* **PROVIDED PASSAGE**
begin

How to Get on a Busy Founder’s Radar (Without Pitching Like Everyone Else)

How to Get on a Busy Founder’s Radar (Without Pitching Like Everyone Else)

Most outreach fails for one simple reason: it creates work for the person you are trying to reach.

Busy founders are not ignoring you because your idea is bad. They are ignoring you because your message is an ask, not a contribution.

On a recent episode of The Unordinary Podcast, Taylor Prokes shared how she got on Jesse Itzler’s radar. It was not with a deck. It was not with a job request. It was not with "can I pick your brain?"

It was with value first. And she did it longer than most people are willing to.

Her approach got her onto Jesse Itzler’s radar, and now she’s the co-founder and CEO of The Big A## Calendar, a product she and Jesse developed designed to keep your attention focused on your goals, events, trips, and any other incredible things that you decide to plan. 

The idea behind the calendar is to take "regret" out of your vocabulary and take control of your year with a fun and functional calendar that works, because a memorable year won’t happen unless you plan it.

Here is the playbook that took Taylor from fan to CEO.

The Core Mistake: Your Message Makes Them Do Work

Most cold outreach sounds like this:

  • Can I pick your brain?

  • I would love to work for you.

  • Here is my deck.

  • This would really help my business.

Every one of those creates work for the recipient.

They have to decide whether you are worth the time.
They have to review something.
They have to imagine where you fit.
They have to manage the obligation of replying.

Taylor sees this constantly. People show up in her inbox trying to get to Jesse with asks. People show up at events handing her decks. Her reaction is simple: this is not the time and it is not helpful.

The hidden filter busy operators use is straightforward:

  • Does this help me?

  • Is this person easy to work with?

  • Will replying create more work?

If the answer is no, no, and yes, you will get ignored.

The Give First Outreach Playbook

Taylor did not start by asking for access. She started by entertaining.

She and a friend wanted to get invited to Jesse’s endurance event, Hell on the Hill. Instead of asking repeatedly, they made 100 creative videos running up hills around San Diego. The first video stated their intention clearly. After that, they simply shipped entertaining content for nearly a year.

end

* **PROVIDED DATA**

begin

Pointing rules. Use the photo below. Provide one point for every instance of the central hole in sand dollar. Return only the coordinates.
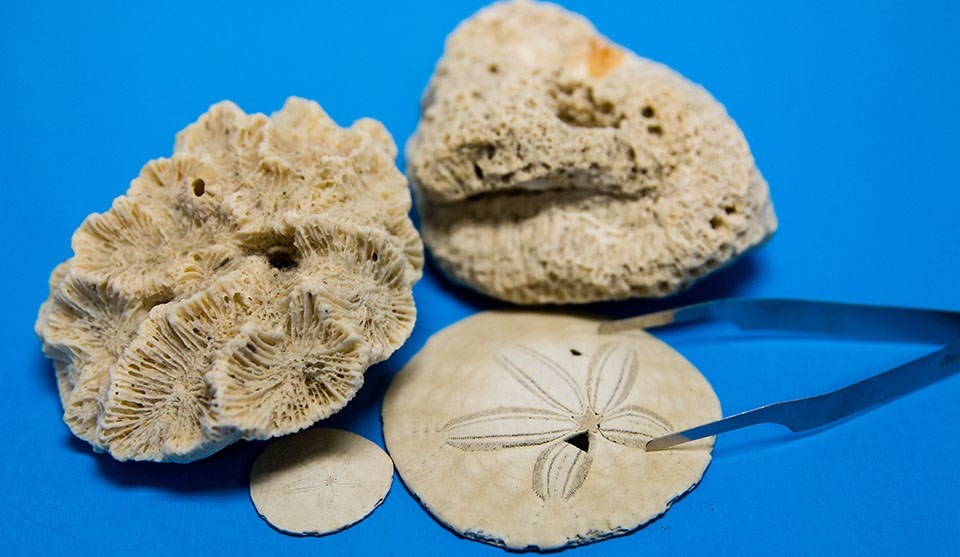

end

* **DIRECTION**
According to the article on reaching a busy founder, how many videos did Taylor and her friend make to get invited to Hell on the Hill? The material has no connection to the text.

* **SOLVED PROBLEM**
They made 100 creative videos of themselves running up hills around San Diego.